→ **Task directions**
Rewrite every line of the records as a numbered list, dropping the blank lines and the picture lines.
# Start of Provided information
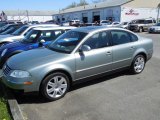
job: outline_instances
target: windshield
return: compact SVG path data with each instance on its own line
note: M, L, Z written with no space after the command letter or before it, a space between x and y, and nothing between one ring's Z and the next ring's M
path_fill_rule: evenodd
M9 28L8 30L2 32L1 34L2 34L2 35L4 35L4 34L10 34L10 33L14 32L14 30L15 30L15 28L14 28L14 27L11 27L11 28Z
M49 49L63 53L71 53L86 35L87 33L69 31L52 42L49 45Z
M12 35L21 35L27 28L28 26L22 26L19 29L17 29L14 33L12 33Z

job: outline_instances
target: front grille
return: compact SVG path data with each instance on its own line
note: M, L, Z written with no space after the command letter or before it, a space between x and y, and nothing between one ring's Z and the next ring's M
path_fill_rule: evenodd
M11 68L8 65L4 65L4 67L3 67L3 73L5 75L8 75L10 71L11 71Z

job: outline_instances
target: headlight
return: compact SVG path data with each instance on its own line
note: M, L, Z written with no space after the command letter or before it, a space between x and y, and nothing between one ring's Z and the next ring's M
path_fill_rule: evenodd
M4 50L3 50L3 52L1 53L1 57L3 57L3 56L6 54L7 50L8 50L8 49L4 49Z
M30 74L27 71L14 70L11 72L10 76L15 78L26 78L30 77Z

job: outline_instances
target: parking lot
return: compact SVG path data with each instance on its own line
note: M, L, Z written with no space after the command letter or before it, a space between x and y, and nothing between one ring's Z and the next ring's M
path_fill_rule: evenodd
M73 86L54 102L37 95L18 96L26 120L160 120L160 35L153 58L139 75L127 71Z

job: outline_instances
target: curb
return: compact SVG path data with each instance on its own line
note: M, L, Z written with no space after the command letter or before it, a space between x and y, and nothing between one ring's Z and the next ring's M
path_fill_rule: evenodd
M0 80L1 80L2 74L1 74L1 70L0 70ZM7 89L2 82L0 82L0 84L2 84L2 90L4 91L4 93L6 94L7 97L7 103L11 112L11 117L13 118L13 120L25 120L22 114L22 111L18 105L17 100L15 99L14 95L12 94L11 90Z
M7 89L7 101L13 120L25 120L17 100L9 89Z

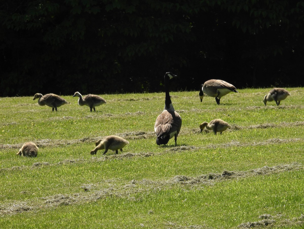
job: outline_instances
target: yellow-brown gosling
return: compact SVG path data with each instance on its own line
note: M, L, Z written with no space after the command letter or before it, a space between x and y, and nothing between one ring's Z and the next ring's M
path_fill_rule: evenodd
M165 107L164 111L156 119L154 125L154 131L157 137L156 144L159 145L165 144L174 136L175 145L176 140L181 127L181 118L175 111L170 98L169 92L170 80L177 75L171 72L167 72L164 77Z
M231 127L230 125L221 119L214 119L209 123L207 122L201 123L199 125L201 132L203 131L205 127L209 130L212 130L214 132L215 134L216 134L217 132L219 132L221 134L223 131L230 128Z
M92 155L96 154L97 151L104 149L105 151L103 154L105 154L109 150L115 151L117 154L118 150L120 149L122 151L123 148L129 144L128 141L122 137L116 135L110 135L98 140L96 143L97 145L94 149L91 151L91 154Z
M57 107L62 106L67 103L67 102L63 98L59 95L52 93L47 94L43 95L42 94L36 93L34 96L33 100L38 99L38 104L40 106L46 105L52 107L52 110L54 109L57 111Z
M204 93L211 97L215 97L218 105L220 104L221 98L230 92L238 92L233 85L220 79L210 79L201 84L199 88L199 98L203 100Z
M94 112L96 111L95 107L107 103L104 99L96 95L88 95L82 98L81 94L78 92L76 92L73 95L73 97L75 96L79 97L78 99L78 105L80 106L84 105L88 106L90 108L90 111L91 112L92 109L94 109Z
M277 106L280 105L280 102L282 100L284 100L288 95L290 95L290 93L284 88L275 88L271 90L268 94L264 97L263 102L266 106L267 102L271 102L275 100Z
M33 142L26 142L16 154L23 157L37 157L38 147Z

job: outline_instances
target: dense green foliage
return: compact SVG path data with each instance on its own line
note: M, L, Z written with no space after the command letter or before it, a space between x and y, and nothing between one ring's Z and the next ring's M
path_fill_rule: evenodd
M304 2L3 0L0 96L303 83Z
# End of Provided information
→ **Result**
1. job: outline_instances
2. target: windshield
3. return: compact SVG path data with each instance on its own line
4. note: M, L, Z written with no space after the command letter or before it, a space between x and y, and nothing between one ring's Z and the next ring's M
5. path_fill_rule: evenodd
6. M9 28L8 30L2 32L1 34L2 34L2 35L4 35L4 34L10 34L10 33L14 32L14 30L15 30L15 28L14 28L14 27L11 27L11 28Z
7. M49 49L63 53L71 53L86 35L87 33L69 31L52 42L49 45Z
8. M12 35L21 35L27 28L28 26L22 26L19 29L17 29L14 33L12 33Z
9. job: outline_instances
10. target: front grille
11. return: compact SVG path data with each instance on its own line
12. note: M, L, Z written with no space after the command letter or before it, a space between x and y, and nothing between one ring's Z and the next ring's M
13. path_fill_rule: evenodd
14. M11 68L8 65L4 65L4 67L3 67L3 73L5 75L8 75L10 71L11 71Z
15. job: outline_instances
16. target: headlight
17. return: compact SVG path data with each instance on its own line
18. note: M, L, Z written with no space after the command letter or before it, a space between x and y, and nothing between one ring's Z and the next ring's M
19. path_fill_rule: evenodd
20. M4 50L3 50L3 52L1 53L1 57L3 57L3 56L6 54L7 50L8 50L8 49L4 49Z
21. M30 74L27 71L14 70L11 72L10 76L15 78L26 78L30 77Z
22. job: outline_instances
23. target: parking lot
24. return: compact SVG path data with each instance on its own line
25. note: M, L, Z written with no space after the command letter or before it, a space between x and y, and nothing between one ring's Z and the next ring's M
26. path_fill_rule: evenodd
27. M73 86L54 102L37 95L18 96L26 120L160 120L160 35L153 58L139 75L127 71Z
28. job: outline_instances
29. target: curb
30. return: compact SVG path data with each instance on its own line
31. note: M, L, Z written with no space after the command letter or before it, a space between x and y, and nothing between one ring's Z and the next ring's M
32. path_fill_rule: evenodd
33. M0 80L1 80L2 74L1 74L1 70L0 70ZM7 89L2 82L0 82L0 84L2 84L2 90L4 91L4 93L6 94L7 97L7 103L11 112L11 117L13 118L13 120L25 120L22 114L22 111L18 105L17 100L15 99L14 95L12 94L11 90Z
34. M7 89L7 101L13 120L25 120L17 100L9 89Z
35. job: outline_instances
36. target: yellow-brown gosling
37. return: compact SVG path data with each instance on its own line
38. note: M, L, Z written with no space after the command letter or before it, a space between x and y, and nothing between one ring's Z and the next ring's M
39. path_fill_rule: evenodd
40. M165 107L164 111L156 119L154 125L154 131L157 137L156 144L159 145L165 144L174 136L175 145L176 140L181 127L181 118L175 111L170 98L169 92L170 80L177 75L171 72L167 72L164 77Z
41. M231 127L230 125L221 119L214 119L209 123L207 122L201 123L199 125L201 132L203 131L205 127L209 130L212 130L214 132L215 134L216 134L217 132L219 132L221 134L223 131L230 128Z
42. M92 155L96 154L97 151L104 149L105 151L103 154L105 154L109 150L115 151L117 154L118 150L120 149L122 151L123 148L129 144L128 141L122 137L116 135L110 135L98 140L96 143L97 145L94 149L91 151L91 154Z
43. M57 107L62 106L67 103L67 102L63 98L59 95L52 93L47 94L43 95L42 94L36 93L34 96L33 100L38 99L38 104L40 106L46 105L52 107L52 110L54 109L57 111Z
44. M204 93L211 97L215 97L218 105L220 104L221 98L230 92L238 92L233 85L220 79L210 79L201 84L199 88L199 98L203 100Z
45. M94 112L96 111L95 107L107 103L104 99L96 95L88 95L82 98L81 94L78 92L76 92L73 95L73 97L75 96L79 97L78 99L78 105L80 106L84 105L88 106L90 108L90 111L91 112L92 109L94 109Z
46. M277 106L280 105L280 102L282 100L284 100L288 95L290 95L290 93L284 88L275 88L271 90L268 94L264 97L263 102L266 106L267 102L271 102L275 100Z
47. M33 142L26 142L16 154L23 157L37 157L38 147Z
48. job: outline_instances
49. target: dense green foliage
50. return: compact SVG path data with each instance on its own line
51. note: M, L, Z written with no space after the command letter or before it, a space between x and y, and nothing between one ring's Z and the next ring's M
52. path_fill_rule: evenodd
53. M304 2L3 0L0 96L303 83Z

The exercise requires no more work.